DATA PROVIDED:
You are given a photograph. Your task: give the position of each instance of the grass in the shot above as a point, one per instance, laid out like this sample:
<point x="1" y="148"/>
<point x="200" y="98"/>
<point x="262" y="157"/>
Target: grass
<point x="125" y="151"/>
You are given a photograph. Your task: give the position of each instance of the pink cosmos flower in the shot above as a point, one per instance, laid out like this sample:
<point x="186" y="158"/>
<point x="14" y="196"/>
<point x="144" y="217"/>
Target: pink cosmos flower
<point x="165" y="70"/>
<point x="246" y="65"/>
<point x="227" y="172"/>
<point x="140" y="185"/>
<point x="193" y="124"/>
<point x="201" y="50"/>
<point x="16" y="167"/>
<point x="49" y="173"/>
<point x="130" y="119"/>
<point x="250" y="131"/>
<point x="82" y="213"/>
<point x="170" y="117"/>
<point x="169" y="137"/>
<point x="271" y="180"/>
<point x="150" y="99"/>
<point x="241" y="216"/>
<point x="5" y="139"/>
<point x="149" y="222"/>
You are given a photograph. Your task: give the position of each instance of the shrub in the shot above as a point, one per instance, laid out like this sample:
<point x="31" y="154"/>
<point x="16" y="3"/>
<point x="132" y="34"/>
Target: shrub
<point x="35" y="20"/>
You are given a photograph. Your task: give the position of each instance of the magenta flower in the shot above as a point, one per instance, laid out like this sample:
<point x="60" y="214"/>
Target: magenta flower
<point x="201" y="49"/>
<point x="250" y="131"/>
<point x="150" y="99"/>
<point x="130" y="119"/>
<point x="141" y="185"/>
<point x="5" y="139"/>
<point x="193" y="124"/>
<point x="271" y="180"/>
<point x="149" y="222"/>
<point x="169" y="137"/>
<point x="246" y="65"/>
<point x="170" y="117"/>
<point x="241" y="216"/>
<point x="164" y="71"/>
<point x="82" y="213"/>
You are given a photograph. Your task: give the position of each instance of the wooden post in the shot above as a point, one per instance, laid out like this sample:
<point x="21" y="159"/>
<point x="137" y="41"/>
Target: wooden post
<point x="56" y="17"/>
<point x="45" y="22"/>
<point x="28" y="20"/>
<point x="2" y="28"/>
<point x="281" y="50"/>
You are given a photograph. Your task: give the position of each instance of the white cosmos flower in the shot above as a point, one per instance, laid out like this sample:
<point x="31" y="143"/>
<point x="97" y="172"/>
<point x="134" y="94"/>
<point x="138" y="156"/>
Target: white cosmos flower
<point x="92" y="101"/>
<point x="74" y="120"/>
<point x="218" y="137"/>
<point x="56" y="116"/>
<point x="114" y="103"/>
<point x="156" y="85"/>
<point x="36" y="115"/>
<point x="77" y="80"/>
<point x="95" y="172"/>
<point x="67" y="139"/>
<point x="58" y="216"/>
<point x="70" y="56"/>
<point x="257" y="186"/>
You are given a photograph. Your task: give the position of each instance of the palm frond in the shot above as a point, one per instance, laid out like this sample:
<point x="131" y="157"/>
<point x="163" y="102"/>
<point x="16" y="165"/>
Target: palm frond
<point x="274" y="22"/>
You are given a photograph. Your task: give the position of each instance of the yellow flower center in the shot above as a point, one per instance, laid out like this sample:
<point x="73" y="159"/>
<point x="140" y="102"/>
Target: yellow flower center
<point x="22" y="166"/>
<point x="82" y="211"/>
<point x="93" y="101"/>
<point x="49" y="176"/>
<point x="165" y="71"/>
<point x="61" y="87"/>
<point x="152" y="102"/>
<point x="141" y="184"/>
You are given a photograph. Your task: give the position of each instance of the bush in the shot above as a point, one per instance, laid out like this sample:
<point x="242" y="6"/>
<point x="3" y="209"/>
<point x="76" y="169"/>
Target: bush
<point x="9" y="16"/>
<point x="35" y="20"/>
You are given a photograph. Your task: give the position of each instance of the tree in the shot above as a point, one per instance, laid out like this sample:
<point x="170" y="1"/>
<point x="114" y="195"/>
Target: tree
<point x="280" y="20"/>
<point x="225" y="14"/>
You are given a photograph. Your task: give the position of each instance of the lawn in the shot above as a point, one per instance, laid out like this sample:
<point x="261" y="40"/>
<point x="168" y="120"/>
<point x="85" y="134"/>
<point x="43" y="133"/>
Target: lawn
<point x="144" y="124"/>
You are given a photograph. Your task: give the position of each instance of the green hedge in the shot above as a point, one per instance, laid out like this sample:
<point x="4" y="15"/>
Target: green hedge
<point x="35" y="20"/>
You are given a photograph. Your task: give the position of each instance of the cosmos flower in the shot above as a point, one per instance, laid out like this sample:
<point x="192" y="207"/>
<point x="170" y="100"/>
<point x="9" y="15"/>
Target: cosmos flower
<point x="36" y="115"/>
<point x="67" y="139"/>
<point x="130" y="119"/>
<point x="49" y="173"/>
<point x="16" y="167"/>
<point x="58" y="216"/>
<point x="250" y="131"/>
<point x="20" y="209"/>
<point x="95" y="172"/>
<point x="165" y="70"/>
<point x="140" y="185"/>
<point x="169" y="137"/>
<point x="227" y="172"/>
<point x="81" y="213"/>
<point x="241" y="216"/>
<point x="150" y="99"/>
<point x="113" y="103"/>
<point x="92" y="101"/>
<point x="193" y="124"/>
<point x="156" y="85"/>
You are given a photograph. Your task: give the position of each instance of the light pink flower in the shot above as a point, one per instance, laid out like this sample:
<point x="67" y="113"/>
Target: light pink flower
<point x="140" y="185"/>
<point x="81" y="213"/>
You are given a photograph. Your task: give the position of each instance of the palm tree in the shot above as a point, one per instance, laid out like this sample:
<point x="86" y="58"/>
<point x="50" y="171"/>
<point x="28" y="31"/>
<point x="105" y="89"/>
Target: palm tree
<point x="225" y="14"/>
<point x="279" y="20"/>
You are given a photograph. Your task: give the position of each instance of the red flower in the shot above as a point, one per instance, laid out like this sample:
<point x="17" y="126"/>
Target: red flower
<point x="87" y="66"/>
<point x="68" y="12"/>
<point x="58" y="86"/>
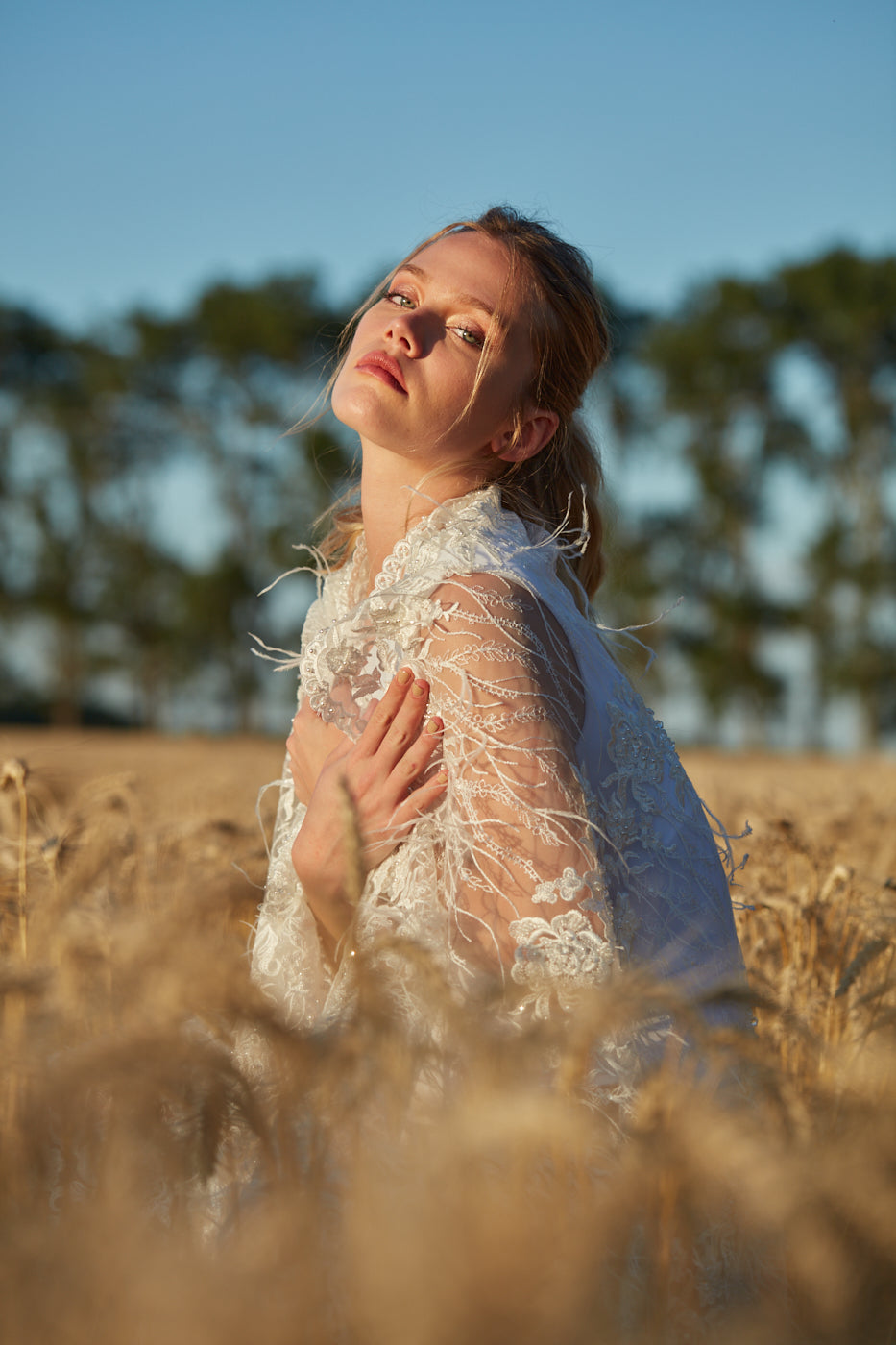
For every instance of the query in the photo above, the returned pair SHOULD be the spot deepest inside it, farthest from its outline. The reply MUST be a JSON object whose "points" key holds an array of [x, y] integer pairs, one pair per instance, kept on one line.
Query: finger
{"points": [[422, 799], [406, 725], [410, 763], [382, 717]]}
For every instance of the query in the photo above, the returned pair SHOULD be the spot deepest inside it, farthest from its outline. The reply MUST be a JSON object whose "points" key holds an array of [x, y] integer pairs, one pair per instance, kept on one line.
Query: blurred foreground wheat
{"points": [[403, 1194]]}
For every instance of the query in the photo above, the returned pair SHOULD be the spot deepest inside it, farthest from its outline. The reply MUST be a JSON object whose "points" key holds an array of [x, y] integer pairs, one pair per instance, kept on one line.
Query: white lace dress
{"points": [[569, 843]]}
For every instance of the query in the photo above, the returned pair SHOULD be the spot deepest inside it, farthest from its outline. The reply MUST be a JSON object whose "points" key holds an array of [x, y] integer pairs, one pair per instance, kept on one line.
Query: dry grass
{"points": [[408, 1194]]}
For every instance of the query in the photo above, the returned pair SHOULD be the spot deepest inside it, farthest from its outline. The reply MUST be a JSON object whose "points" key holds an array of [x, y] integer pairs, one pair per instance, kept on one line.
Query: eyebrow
{"points": [[466, 300]]}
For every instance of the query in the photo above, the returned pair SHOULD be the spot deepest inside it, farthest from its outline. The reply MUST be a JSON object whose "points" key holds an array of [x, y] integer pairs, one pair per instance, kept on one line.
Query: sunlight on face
{"points": [[410, 373]]}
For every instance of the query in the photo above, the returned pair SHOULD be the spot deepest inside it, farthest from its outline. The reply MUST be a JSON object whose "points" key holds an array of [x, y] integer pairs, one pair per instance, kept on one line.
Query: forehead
{"points": [[472, 266]]}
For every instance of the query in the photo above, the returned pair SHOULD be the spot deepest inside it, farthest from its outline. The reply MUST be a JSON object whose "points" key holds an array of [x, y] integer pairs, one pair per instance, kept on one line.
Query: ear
{"points": [[536, 430]]}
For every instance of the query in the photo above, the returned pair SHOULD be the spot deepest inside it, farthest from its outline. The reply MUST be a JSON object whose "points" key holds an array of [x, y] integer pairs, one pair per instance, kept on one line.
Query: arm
{"points": [[521, 873], [381, 773]]}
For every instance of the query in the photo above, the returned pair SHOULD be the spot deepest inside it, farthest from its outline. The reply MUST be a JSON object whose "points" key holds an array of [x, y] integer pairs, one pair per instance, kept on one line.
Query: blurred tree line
{"points": [[751, 441]]}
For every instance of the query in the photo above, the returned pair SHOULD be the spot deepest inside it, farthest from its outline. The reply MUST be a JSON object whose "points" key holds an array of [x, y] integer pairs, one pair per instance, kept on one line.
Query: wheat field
{"points": [[154, 1189]]}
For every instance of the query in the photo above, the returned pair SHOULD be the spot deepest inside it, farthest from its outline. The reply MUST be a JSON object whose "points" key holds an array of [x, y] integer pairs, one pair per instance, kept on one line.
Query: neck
{"points": [[395, 495]]}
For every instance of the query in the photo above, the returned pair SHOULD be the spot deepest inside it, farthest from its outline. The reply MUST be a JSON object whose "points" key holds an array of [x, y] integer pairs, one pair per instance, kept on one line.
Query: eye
{"points": [[395, 296], [470, 336]]}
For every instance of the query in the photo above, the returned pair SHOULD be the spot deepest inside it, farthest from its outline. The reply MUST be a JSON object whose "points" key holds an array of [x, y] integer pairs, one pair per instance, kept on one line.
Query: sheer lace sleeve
{"points": [[521, 876]]}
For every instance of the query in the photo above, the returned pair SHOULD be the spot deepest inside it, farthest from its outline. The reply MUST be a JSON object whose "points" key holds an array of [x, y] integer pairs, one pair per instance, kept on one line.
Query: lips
{"points": [[383, 367]]}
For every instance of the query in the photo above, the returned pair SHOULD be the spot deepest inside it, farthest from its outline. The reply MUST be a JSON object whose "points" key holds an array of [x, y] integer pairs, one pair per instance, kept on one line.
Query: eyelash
{"points": [[469, 336]]}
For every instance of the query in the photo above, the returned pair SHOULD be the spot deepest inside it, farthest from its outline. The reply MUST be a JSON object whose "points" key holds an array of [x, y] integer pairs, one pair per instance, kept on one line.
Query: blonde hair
{"points": [[569, 342]]}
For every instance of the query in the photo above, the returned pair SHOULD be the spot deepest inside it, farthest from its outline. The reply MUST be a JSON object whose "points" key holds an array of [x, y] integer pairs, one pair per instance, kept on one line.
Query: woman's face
{"points": [[413, 359]]}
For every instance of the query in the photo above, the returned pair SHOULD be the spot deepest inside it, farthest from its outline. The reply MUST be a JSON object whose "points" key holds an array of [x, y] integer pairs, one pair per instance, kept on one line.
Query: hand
{"points": [[382, 773]]}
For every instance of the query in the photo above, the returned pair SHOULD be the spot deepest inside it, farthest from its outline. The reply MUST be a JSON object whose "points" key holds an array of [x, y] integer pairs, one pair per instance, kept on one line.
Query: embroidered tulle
{"points": [[569, 843]]}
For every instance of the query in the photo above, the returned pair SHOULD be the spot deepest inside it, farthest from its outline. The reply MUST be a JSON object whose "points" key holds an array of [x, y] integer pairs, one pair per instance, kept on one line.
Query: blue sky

WRITTEN PROBLEM: Extract every line of the records above that contains the word "white", one line per entry.

THE REPLY:
You are given a photograph. Your task: give the position of each instance of the white cosmos flower in the shot above as a point, one per instance, laid out like this sample:
Target: white cosmos flower
Query: white lace dress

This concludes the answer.